* **What you have to do**
Every entry below should come back unchanged, except that the pictures are dropped.

* **Entries shown**
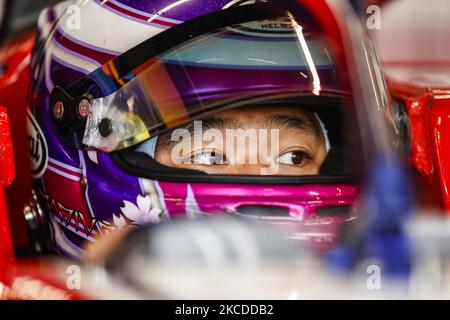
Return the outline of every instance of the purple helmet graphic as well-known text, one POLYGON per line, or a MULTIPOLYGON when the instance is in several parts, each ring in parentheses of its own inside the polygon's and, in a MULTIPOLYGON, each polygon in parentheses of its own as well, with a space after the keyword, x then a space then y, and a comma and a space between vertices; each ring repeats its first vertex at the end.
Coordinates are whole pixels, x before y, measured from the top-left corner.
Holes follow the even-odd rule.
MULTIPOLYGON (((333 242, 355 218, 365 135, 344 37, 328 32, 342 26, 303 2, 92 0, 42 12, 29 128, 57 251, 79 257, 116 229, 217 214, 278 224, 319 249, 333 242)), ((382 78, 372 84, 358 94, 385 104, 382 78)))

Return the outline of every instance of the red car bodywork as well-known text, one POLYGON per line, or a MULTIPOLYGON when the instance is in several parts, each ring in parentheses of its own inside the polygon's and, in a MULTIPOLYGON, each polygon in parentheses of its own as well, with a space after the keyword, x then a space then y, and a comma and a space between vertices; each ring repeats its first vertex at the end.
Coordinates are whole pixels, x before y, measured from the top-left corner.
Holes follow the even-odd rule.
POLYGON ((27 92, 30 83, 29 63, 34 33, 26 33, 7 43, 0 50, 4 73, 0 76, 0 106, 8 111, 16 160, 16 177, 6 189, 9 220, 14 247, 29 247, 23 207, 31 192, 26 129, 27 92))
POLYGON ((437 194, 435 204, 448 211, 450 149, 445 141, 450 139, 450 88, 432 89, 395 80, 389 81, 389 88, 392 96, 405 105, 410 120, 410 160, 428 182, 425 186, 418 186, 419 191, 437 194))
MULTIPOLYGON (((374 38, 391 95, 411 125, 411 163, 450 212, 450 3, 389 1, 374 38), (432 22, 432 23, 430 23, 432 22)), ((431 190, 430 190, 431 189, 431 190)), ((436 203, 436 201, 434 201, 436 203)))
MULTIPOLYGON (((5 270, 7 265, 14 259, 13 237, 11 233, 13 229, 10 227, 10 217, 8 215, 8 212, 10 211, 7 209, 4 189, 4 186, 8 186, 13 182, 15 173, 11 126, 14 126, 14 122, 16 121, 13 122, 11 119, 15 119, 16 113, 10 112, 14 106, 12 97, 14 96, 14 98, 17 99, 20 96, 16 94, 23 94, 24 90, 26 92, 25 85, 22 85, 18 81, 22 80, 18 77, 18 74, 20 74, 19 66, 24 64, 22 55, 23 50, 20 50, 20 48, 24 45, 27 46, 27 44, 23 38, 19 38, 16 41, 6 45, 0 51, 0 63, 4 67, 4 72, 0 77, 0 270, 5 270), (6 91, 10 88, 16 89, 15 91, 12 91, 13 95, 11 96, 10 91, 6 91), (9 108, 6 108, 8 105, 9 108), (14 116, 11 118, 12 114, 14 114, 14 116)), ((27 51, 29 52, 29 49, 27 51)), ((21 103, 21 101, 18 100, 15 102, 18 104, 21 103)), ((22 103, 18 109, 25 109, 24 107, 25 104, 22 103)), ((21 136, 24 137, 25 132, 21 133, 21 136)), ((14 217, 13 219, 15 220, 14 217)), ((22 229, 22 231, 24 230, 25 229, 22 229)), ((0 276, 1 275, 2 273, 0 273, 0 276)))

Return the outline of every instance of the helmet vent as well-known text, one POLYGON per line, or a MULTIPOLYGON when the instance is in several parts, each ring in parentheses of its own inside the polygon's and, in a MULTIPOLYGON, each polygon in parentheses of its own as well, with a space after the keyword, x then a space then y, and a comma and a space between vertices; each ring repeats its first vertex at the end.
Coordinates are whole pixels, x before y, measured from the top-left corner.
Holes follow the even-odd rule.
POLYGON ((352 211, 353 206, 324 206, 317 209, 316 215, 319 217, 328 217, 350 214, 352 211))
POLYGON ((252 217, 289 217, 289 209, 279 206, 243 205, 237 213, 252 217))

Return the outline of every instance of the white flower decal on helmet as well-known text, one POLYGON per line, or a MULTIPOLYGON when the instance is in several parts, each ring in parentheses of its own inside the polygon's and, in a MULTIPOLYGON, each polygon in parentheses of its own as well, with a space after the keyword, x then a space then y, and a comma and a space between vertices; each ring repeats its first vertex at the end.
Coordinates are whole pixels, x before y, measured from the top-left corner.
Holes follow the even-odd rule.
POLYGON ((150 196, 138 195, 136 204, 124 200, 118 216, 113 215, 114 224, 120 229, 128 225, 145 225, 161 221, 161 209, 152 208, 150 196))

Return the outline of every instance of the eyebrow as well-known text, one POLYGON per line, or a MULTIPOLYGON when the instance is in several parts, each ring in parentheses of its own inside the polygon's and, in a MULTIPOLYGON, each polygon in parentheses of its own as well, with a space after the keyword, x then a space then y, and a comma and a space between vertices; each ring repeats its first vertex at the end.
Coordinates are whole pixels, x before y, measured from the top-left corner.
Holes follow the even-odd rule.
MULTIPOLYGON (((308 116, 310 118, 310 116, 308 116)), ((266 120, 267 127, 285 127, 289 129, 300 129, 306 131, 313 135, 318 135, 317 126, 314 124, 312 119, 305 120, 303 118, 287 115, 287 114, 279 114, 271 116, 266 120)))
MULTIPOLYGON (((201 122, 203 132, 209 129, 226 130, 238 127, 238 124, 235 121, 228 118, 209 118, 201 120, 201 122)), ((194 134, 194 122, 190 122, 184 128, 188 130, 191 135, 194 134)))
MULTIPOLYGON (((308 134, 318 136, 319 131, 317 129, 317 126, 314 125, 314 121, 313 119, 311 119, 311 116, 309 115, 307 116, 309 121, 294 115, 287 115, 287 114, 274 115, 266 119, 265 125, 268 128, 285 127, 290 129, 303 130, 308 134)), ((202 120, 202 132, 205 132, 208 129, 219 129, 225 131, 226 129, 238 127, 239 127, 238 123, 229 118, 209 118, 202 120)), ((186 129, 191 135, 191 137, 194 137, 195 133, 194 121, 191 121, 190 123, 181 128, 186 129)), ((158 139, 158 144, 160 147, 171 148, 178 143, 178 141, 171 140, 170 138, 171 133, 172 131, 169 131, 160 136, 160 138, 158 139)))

* **Completed exercise**
Return the outline of every instance of the purple helmet graphic as well-known text, one POLYGON per line, or a MULTIPOLYGON when the instance is in several parts, each ring in parentheses of its own inside the polygon's and, in a MULTIPOLYGON, each polygon in parentheses of its own as well, with a space after the keyword, x then a space then y, and a comma and a space between vertices; each ring repeats its first vertex at the end.
Coordinates are whole pixels, x before y, measured from the top-left corner.
Holes follow the even-odd rule.
MULTIPOLYGON (((333 242, 355 218, 365 135, 344 37, 328 32, 342 26, 303 2, 92 0, 42 12, 29 128, 57 251, 79 257, 116 229, 217 214, 278 224, 319 249, 333 242)), ((382 78, 372 84, 358 94, 385 104, 382 78)))

Return the outline of every instance of the red car bodywork as well-known text, one POLYGON per line, or a MULTIPOLYGON when the instance is in several parts, each ring in parentheses of its own inside the polygon's and, in a MULTIPOLYGON, each polygon in parentheses of its own as well, with a space after the keyword, x then a space then y, and a comma and a space between vertices; each ring repeats its first vertex at the end.
Coordinates are whole pixels, x before y, measured from the top-left corner.
Holes follow the even-odd rule.
POLYGON ((27 92, 30 83, 29 63, 34 33, 26 33, 7 43, 0 50, 4 73, 0 76, 0 106, 8 111, 16 160, 16 177, 6 189, 9 220, 14 247, 29 247, 23 207, 31 192, 26 129, 27 92))
POLYGON ((437 194, 435 204, 448 211, 450 149, 445 141, 450 139, 450 88, 432 89, 395 80, 389 81, 389 88, 392 96, 405 105, 410 120, 410 160, 428 182, 425 186, 418 186, 419 191, 437 194))
MULTIPOLYGON (((374 38, 391 95, 411 125, 411 163, 450 212, 450 3, 389 1, 374 38), (432 22, 432 23, 430 23, 432 22)), ((431 190, 430 190, 431 189, 431 190)), ((436 203, 436 201, 434 201, 436 203)))
MULTIPOLYGON (((5 270, 7 265, 14 259, 13 237, 11 233, 13 229, 10 227, 10 217, 8 215, 8 212, 10 211, 7 209, 4 189, 4 186, 8 186, 13 182, 15 173, 11 126, 14 126, 14 122, 16 121, 13 122, 11 119, 15 119, 16 113, 10 112, 14 106, 12 97, 14 96, 14 98, 17 99, 20 96, 16 94, 23 94, 24 90, 26 92, 25 85, 22 85, 18 81, 22 80, 18 77, 18 74, 20 74, 19 66, 24 64, 22 55, 23 50, 20 50, 20 48, 24 45, 27 46, 27 44, 23 38, 19 38, 16 41, 6 45, 0 51, 0 63, 4 67, 4 72, 0 77, 0 270, 5 270), (6 91, 10 88, 16 89, 15 91, 12 91, 13 95, 11 96, 10 91, 6 91), (9 108, 6 108, 8 105, 9 108), (14 116, 11 118, 12 114, 14 114, 14 116)), ((27 51, 29 52, 29 49, 27 51)), ((21 103, 21 101, 18 100, 15 102, 18 104, 21 103)), ((22 103, 18 109, 25 109, 24 107, 25 104, 22 103)), ((21 136, 24 137, 25 132, 21 133, 21 136)), ((14 217, 13 219, 15 220, 14 217)), ((22 229, 22 231, 24 230, 25 229, 22 229)), ((0 276, 1 275, 2 273, 0 273, 0 276)))

Return the outline of every instance of the helmet vent as well-known text, one POLYGON per line, or a MULTIPOLYGON when the instance is in several parts, each ring in parentheses of its own inside the polygon's and, in a MULTIPOLYGON, each polygon in parentheses of its own as well, with a space after the keyword, x then a space then y, and a comma and a space between vertices; each ring repeats its first vertex at the end.
Coordinates are whole pixels, x before y, measured from the top-left corner.
Holes follow the even-odd rule.
POLYGON ((352 211, 353 206, 324 206, 317 209, 316 215, 319 217, 328 217, 350 214, 352 211))
POLYGON ((252 217, 289 217, 289 209, 279 206, 243 205, 237 213, 252 217))

Return the outline of every instance of the white flower decal on helmet as well-known text, one POLYGON per line, or a MULTIPOLYGON when the instance is in several parts, each ring in parentheses of its own inside the polygon's and, in a MULTIPOLYGON, each polygon in parentheses of its own as well, with a space after the keyword, x then a space then y, and a comma and a space between vertices; each ring repeats its first vertex at the end.
Coordinates are whole pixels, x before y, measured from the top-left corner.
Holes follow the even-odd rule.
POLYGON ((150 196, 138 195, 136 204, 124 200, 118 216, 113 215, 114 224, 120 229, 128 225, 145 225, 161 221, 161 209, 152 208, 150 196))

Return the outline of every instance of the eyebrow as well-known text, one POLYGON per line, or a MULTIPOLYGON when the instance is in several parts, each ring in parentheses of its own inside the polygon's and, in a MULTIPOLYGON, each polygon in parentheses of its own as well, with a space after the keyword, x then a space then y, and a comma and a space between vertices; each ring repeats its first vertex at the end.
Coordinates are whole pixels, x before y, measured from the top-left corner.
Holes follow the even-odd rule.
MULTIPOLYGON (((308 116, 310 118, 310 116, 308 116)), ((266 120, 267 127, 285 127, 289 129, 300 129, 306 131, 313 135, 318 135, 317 126, 314 124, 312 119, 305 120, 303 118, 287 115, 287 114, 279 114, 271 116, 266 120)))
MULTIPOLYGON (((201 122, 203 132, 209 129, 226 130, 238 127, 238 124, 235 121, 228 118, 209 118, 201 120, 201 122)), ((194 134, 194 122, 190 122, 184 128, 188 130, 191 135, 194 134)))
MULTIPOLYGON (((308 134, 318 136, 319 131, 317 129, 317 126, 314 125, 314 121, 313 119, 311 119, 311 116, 309 115, 307 116, 309 121, 294 115, 287 115, 287 114, 274 115, 266 119, 265 125, 268 128, 285 127, 290 129, 303 130, 308 134)), ((202 120, 202 132, 205 132, 208 129, 219 129, 225 131, 226 129, 238 127, 239 127, 238 123, 229 118, 209 118, 202 120)), ((186 129, 191 135, 191 137, 194 137, 195 133, 194 121, 191 121, 190 123, 181 128, 186 129)), ((158 139, 158 144, 160 147, 171 148, 178 143, 178 141, 171 140, 170 138, 171 133, 172 131, 169 131, 160 136, 160 138, 158 139)))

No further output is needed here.